Aim of the exercise -> Pull out every line in the items below that contains the word "concrete", and list those lines.

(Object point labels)
┄┄┄┄┄┄┄┄┄┄

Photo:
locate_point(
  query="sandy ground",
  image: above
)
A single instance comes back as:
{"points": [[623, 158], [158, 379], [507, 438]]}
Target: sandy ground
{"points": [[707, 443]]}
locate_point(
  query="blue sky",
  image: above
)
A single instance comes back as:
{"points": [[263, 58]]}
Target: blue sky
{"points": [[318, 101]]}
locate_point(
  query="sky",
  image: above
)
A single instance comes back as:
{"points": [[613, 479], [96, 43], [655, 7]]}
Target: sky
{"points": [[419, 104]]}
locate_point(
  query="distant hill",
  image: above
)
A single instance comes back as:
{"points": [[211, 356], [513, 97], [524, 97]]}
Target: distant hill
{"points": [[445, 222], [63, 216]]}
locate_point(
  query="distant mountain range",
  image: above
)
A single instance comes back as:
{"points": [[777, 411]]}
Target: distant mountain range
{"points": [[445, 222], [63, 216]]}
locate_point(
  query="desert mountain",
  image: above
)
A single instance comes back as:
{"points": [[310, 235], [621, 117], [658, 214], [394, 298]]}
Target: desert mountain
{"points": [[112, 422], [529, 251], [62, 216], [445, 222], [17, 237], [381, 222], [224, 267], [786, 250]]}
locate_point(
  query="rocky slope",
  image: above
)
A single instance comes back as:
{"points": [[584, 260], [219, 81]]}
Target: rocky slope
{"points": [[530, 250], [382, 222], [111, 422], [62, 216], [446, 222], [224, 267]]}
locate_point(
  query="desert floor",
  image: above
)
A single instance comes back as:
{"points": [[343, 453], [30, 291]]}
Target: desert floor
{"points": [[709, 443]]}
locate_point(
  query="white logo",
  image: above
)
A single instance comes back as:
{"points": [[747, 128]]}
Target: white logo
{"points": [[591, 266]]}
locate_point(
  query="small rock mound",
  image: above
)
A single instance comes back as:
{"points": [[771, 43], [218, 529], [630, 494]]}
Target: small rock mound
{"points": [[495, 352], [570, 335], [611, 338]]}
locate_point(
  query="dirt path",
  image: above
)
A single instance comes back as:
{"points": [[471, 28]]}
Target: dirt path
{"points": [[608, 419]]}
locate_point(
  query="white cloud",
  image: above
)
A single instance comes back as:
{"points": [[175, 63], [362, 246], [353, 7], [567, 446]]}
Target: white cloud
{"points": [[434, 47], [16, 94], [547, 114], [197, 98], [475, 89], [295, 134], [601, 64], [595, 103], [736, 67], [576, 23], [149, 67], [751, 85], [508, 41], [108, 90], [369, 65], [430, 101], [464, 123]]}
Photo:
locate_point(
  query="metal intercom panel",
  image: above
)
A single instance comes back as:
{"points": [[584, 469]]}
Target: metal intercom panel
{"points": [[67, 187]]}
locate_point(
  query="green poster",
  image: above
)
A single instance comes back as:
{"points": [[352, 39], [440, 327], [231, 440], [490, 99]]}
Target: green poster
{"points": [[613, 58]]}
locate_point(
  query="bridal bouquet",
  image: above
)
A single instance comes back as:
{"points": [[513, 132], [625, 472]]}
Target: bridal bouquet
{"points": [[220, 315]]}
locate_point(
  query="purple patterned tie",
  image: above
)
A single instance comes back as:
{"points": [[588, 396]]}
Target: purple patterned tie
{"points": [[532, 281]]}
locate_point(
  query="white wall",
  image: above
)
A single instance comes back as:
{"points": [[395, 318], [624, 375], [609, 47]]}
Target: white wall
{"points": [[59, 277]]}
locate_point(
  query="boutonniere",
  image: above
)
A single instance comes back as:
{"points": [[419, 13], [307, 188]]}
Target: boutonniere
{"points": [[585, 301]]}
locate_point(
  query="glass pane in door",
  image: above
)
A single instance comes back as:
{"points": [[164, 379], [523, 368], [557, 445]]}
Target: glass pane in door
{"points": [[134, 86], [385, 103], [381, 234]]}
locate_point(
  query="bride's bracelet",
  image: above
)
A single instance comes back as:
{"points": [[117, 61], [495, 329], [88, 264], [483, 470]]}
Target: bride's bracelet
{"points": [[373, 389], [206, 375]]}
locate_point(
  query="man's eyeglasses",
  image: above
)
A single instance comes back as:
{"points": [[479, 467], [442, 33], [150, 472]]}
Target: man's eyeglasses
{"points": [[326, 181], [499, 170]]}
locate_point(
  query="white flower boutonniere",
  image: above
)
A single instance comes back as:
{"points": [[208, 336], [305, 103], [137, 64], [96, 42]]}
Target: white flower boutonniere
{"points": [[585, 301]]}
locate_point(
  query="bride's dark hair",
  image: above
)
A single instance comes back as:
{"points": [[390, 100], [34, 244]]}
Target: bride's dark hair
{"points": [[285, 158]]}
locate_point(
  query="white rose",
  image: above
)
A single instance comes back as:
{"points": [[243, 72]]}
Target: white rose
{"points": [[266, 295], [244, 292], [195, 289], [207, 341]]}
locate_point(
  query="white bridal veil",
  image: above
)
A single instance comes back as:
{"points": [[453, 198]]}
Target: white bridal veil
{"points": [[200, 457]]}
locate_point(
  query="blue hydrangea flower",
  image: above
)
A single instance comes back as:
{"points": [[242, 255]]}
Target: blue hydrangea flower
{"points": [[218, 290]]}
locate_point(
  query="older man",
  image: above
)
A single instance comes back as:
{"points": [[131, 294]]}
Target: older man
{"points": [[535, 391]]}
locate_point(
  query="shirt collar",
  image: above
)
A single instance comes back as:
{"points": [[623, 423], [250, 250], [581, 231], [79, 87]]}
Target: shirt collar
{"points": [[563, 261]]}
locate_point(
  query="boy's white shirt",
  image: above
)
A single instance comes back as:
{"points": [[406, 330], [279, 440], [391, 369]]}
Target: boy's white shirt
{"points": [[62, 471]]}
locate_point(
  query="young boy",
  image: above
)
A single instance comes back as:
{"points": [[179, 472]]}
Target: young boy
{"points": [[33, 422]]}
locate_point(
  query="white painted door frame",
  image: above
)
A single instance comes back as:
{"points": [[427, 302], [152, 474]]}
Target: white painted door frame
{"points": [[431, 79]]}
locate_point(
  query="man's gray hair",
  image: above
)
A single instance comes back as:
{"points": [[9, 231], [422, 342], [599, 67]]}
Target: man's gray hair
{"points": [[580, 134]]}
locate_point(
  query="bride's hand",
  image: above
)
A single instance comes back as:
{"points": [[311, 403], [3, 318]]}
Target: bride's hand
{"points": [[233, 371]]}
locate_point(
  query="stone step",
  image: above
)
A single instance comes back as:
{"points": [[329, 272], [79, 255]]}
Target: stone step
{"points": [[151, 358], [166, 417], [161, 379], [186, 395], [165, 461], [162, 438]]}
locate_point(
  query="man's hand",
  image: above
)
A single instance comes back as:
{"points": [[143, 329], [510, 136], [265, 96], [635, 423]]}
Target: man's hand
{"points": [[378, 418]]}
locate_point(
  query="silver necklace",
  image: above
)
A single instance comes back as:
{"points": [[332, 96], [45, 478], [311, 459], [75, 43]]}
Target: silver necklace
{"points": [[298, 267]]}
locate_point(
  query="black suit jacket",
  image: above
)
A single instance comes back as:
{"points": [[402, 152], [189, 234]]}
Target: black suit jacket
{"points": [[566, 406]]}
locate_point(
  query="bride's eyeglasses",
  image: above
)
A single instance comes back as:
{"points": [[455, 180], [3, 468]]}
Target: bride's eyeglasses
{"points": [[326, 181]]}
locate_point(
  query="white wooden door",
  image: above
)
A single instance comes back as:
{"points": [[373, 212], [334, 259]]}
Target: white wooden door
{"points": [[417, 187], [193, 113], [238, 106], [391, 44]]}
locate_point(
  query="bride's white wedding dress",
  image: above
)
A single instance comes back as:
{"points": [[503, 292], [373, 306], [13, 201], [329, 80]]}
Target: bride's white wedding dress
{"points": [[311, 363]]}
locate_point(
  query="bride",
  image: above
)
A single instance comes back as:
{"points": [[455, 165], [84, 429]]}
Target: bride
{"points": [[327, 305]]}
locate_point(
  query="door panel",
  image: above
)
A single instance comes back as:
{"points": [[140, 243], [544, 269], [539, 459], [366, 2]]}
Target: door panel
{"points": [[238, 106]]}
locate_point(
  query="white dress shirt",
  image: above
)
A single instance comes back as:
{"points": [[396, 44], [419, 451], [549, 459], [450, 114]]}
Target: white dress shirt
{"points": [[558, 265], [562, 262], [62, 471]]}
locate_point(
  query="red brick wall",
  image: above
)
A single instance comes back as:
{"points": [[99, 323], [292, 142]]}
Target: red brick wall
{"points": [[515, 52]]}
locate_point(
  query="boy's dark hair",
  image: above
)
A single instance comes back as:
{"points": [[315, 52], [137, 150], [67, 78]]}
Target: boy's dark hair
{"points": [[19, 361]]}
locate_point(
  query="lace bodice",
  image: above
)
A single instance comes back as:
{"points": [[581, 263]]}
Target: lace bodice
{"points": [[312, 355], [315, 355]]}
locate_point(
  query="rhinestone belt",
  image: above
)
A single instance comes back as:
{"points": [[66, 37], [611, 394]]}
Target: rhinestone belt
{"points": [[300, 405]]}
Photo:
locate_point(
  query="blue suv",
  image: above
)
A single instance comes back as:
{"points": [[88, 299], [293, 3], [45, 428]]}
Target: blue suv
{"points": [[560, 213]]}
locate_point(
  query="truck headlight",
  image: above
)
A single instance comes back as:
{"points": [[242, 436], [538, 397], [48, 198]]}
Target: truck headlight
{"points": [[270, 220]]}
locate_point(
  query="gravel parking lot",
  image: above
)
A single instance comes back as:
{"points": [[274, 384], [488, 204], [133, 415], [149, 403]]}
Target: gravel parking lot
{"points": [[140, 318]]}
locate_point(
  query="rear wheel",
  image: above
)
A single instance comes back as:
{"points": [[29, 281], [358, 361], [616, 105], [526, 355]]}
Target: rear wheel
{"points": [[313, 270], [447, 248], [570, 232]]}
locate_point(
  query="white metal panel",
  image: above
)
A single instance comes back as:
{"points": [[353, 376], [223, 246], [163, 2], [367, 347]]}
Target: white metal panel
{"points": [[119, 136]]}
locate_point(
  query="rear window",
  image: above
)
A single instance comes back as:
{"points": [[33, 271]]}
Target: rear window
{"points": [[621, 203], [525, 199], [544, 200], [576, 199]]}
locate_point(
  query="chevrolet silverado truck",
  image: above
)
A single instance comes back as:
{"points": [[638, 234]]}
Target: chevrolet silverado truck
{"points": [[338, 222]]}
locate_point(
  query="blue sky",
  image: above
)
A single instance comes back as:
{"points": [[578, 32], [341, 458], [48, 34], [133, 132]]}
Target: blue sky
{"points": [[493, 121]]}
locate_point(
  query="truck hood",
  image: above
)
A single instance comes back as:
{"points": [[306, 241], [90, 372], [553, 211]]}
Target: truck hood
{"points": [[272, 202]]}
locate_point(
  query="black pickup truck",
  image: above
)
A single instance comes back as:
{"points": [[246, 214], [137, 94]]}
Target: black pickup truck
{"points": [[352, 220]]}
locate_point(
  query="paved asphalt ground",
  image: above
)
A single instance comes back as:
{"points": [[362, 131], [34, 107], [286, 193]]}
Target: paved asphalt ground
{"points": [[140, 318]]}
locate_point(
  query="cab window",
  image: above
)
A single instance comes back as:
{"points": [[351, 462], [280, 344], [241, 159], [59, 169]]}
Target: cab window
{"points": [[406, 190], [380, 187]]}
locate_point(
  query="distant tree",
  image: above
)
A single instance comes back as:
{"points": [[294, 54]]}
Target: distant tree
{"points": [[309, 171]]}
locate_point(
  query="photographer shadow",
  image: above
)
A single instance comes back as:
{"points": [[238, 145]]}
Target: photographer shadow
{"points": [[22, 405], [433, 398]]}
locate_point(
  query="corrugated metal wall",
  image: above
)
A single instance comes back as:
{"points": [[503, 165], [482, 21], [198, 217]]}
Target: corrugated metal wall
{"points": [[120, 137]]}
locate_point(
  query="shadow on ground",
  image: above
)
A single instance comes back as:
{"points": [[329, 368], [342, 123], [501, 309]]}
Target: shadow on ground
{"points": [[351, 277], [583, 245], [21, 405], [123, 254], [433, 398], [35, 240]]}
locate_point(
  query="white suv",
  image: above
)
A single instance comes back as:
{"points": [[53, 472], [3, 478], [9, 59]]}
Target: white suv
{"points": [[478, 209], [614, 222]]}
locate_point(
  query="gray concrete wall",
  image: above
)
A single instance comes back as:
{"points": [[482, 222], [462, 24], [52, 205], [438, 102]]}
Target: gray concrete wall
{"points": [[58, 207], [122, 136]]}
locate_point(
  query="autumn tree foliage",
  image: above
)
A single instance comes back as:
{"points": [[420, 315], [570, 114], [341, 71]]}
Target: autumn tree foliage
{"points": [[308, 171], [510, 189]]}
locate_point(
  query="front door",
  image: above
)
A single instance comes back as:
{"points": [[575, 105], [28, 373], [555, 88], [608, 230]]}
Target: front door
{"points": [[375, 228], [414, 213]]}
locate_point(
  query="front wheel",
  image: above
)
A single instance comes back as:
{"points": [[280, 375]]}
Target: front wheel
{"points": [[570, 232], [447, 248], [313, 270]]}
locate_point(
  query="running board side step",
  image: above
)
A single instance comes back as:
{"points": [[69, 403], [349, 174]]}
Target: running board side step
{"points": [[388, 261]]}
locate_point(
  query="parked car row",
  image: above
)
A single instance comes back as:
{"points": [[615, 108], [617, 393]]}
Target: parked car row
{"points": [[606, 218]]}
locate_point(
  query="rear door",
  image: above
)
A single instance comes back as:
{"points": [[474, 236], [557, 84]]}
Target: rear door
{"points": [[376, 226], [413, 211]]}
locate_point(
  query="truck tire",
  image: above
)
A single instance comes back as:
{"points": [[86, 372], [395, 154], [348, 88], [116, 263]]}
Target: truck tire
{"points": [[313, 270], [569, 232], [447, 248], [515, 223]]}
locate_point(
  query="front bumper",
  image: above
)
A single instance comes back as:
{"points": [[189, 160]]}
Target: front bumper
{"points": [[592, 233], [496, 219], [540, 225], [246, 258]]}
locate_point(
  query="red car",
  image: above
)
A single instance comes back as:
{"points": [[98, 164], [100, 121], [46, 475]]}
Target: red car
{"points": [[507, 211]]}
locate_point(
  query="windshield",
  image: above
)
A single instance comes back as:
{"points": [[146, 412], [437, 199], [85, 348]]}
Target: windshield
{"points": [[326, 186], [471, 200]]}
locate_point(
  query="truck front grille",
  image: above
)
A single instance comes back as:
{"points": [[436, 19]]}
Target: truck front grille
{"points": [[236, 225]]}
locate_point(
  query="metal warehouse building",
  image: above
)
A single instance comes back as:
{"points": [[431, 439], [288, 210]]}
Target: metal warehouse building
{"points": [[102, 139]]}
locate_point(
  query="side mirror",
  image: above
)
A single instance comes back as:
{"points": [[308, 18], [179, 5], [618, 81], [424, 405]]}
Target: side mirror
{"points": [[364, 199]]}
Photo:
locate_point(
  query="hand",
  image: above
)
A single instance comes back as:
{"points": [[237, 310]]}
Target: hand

┄┄┄┄┄┄┄┄┄┄

Answer to the task ->
  query="gray concrete wall",
Target: gray concrete wall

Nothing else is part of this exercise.